| Excerpt |
* begin *

Key to the success of the European Union over this long period has been the global context in which it took shape and which substantially influenced the Union's subsequent development: the multilateral economic framework envisaged by the participants of the Bretton Woods conference in 1944 and established at the end of the Second World War. That the EU was so successful from its inception reflects the commitment to multilateral trade liberalization that its members have consistently demonstrated and which involved the rapid lowering of Europe's trade barriers with the rest of the world. The Union thrived because the global economy thrived: and the remarkable global expansion of the postwar period was, in large part, driven by even more rapid expansion of world trade that multilateral liberalization made possible.
The IMF has always been, and remains, a strong supporter of the multilateral framework: indeed, it is our raison d'etre. And we have actively encouraged the development of the EU in the context of this open multilateral system. Our principal mandate is the maintenance of international financial stability, but our Articles of Agreement make clear that this responsibility is to be seen in the context of the promotion of open multilateral trade and economic growth. We have thus sought to buttress the work of, first, the GATT, and now the World Trade Organization (WTO) as it seeks to supports the open multilateral trading system; and we have continued to be supportive of the WTO during the current Doha round negotiations.
As I shall argue shortly, the newly-enlarged EU now has the opportunity, in the context of the Doha round, to inject fresh impetus into the process of multilateral trade liberalization. This would enable the newest members of the Union to reap the full benefits of their membership and of the economic reforms they introduced as part of the transition from centrally-planned economies to members of the European Union.

* end *

| Given data |
* begin *

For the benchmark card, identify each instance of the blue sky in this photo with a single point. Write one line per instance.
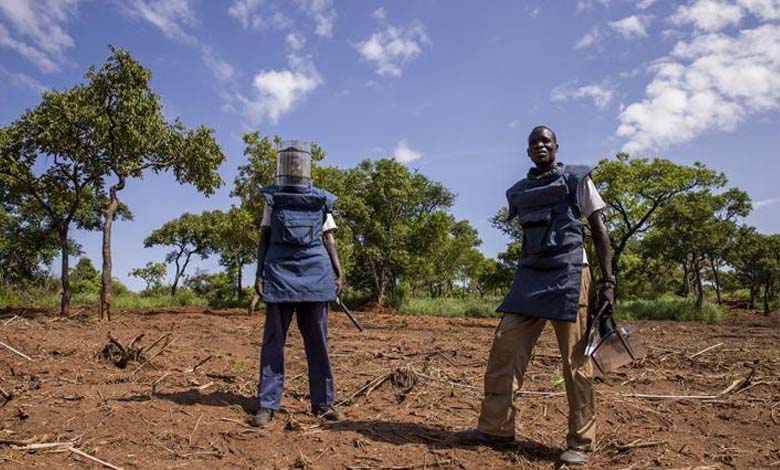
(449, 87)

* end *

| Job |
In the excerpt on the European Union and multilateral trade, what is described as the IMF's principal mandate?

| Completed exercise |
The maintenance of international financial stability.